Going down the data below, set down exactly the line with "Locate the red" and each line after it through the line with "Locate the ship"; no other lines.

[[ INPUT MATERIAL open ]]

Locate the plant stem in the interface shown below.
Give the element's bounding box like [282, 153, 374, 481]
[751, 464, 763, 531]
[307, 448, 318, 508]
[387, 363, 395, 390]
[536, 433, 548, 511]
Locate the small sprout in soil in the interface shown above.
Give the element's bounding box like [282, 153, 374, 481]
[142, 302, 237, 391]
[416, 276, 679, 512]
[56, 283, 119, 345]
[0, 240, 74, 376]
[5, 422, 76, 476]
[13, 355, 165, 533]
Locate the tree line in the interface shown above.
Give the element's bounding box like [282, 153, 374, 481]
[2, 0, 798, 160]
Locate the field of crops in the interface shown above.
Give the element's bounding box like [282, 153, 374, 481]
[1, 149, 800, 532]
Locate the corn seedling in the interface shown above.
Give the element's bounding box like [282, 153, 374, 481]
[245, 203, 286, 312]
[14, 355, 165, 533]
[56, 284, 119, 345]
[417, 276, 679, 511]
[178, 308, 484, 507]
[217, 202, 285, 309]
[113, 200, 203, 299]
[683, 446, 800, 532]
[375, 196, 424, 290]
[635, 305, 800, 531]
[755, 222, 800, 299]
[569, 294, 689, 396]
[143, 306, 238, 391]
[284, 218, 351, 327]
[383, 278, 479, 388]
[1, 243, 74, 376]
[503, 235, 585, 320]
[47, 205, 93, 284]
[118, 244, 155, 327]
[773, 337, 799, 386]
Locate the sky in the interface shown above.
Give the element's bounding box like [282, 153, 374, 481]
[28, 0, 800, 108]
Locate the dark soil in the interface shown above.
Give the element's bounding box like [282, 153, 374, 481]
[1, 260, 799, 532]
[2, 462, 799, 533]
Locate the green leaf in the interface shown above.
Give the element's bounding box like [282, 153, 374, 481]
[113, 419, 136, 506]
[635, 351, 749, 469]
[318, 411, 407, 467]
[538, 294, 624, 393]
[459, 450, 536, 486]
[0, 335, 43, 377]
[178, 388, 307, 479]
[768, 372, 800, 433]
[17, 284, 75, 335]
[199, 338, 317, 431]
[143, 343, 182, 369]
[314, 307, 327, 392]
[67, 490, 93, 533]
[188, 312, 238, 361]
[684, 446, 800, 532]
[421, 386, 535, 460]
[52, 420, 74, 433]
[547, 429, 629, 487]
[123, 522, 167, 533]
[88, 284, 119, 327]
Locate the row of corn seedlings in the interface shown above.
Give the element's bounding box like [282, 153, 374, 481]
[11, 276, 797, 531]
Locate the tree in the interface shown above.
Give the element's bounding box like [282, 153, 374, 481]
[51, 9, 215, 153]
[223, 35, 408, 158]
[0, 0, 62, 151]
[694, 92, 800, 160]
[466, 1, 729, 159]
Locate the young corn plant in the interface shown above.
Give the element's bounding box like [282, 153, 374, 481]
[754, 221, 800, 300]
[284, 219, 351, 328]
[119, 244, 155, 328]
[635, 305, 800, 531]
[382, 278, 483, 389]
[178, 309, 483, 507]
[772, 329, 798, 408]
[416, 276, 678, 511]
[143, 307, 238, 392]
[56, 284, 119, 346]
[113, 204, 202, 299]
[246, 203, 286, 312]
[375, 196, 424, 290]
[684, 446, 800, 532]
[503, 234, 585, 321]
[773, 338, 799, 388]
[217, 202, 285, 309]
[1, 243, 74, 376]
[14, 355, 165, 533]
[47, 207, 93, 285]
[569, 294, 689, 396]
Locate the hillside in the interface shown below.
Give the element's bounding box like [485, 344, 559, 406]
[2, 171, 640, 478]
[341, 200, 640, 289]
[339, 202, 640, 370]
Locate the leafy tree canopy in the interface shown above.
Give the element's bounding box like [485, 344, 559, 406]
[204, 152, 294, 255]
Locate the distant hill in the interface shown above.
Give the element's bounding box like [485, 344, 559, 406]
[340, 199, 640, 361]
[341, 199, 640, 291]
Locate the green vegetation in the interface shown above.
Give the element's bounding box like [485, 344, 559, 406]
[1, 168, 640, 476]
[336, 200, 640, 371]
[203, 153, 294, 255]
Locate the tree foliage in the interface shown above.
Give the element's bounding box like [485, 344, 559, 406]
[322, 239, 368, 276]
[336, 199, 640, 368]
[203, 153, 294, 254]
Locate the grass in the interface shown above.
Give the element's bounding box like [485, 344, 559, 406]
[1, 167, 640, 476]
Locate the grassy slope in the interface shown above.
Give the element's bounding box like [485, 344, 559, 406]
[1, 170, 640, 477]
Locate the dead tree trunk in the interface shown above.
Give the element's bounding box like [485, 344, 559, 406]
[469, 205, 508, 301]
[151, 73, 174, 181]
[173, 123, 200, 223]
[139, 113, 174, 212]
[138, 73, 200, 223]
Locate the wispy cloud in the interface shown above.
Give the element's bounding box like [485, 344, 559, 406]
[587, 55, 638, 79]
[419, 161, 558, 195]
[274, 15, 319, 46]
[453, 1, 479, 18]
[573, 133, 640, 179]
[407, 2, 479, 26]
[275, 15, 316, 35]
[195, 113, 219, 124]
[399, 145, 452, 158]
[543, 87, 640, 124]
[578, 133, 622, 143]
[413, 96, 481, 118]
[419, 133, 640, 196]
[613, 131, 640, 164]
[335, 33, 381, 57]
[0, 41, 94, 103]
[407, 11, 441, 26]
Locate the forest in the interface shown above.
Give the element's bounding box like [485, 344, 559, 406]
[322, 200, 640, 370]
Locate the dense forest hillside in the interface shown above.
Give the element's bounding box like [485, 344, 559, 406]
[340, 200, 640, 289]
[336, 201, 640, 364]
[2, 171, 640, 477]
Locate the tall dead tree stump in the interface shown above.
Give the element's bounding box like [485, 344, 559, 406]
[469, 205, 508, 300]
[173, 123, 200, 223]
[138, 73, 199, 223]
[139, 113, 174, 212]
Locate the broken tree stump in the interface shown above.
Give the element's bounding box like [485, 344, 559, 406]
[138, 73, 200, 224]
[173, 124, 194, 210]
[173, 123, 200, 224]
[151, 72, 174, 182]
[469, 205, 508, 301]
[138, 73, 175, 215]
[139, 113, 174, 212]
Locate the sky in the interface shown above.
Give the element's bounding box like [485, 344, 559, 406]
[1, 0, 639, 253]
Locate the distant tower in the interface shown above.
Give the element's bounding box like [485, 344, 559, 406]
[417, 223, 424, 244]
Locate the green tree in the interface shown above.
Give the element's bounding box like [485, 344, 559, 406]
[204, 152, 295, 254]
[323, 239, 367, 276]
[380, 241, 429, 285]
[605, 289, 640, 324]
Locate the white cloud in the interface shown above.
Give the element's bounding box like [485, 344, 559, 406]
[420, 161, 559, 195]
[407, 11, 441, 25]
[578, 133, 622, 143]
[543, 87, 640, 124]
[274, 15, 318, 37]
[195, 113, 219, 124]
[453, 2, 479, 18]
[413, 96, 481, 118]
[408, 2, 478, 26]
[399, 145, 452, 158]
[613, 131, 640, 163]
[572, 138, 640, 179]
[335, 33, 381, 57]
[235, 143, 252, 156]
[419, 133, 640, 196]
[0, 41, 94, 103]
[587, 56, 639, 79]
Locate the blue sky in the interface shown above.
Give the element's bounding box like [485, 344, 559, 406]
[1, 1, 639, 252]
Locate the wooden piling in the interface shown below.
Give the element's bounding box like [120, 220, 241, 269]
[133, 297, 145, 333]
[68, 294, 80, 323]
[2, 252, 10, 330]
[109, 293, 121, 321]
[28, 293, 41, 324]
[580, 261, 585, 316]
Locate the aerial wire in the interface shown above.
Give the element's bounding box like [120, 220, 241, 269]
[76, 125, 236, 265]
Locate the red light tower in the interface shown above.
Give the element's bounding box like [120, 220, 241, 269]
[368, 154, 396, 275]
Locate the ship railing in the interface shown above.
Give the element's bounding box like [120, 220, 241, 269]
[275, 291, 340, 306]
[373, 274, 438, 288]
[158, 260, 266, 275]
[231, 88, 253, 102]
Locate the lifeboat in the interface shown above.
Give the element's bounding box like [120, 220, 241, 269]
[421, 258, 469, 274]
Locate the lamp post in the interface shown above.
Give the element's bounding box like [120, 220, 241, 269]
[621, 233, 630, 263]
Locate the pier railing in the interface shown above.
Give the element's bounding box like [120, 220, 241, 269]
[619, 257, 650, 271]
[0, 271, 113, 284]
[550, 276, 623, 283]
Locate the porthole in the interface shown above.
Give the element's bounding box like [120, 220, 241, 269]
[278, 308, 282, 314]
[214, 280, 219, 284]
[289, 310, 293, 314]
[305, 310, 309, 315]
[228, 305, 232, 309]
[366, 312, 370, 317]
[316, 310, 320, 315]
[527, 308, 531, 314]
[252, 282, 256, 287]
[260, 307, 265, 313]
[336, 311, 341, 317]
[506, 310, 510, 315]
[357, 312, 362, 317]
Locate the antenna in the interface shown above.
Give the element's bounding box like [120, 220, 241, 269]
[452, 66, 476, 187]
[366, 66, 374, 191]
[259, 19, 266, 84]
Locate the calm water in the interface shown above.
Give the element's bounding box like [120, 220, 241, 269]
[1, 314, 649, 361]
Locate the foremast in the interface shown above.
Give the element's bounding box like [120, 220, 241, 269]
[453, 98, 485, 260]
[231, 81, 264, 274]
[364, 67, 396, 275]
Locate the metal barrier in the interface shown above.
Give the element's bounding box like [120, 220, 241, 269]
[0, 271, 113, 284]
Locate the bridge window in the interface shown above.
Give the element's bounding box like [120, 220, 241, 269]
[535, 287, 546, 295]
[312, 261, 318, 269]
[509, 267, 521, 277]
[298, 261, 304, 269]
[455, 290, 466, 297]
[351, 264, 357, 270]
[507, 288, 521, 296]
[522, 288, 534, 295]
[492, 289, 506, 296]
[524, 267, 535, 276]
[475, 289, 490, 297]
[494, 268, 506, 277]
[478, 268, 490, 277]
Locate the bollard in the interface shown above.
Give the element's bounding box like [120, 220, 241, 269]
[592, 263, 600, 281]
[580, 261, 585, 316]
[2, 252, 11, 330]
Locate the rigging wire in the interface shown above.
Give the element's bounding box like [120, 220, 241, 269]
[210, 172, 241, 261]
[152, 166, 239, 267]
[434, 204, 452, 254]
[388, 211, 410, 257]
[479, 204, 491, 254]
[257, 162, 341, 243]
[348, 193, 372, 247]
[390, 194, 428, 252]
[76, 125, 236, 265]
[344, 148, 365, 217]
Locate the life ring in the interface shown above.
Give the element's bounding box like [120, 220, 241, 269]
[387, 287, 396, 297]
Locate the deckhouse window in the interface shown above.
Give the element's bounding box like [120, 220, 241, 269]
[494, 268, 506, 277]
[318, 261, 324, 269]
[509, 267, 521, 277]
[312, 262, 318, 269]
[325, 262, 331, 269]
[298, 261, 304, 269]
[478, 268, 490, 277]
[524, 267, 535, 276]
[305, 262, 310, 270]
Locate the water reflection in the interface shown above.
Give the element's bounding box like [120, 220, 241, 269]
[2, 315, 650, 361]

[[ INPUT MATERIAL closed ]]

▶ SOLUTION TO THE EXERCISE:
Locate the red light tower in the interface shown above.
Give the element's bounding box like [120, 220, 241, 269]
[368, 154, 396, 275]
Locate the ship railing in the interface shown above.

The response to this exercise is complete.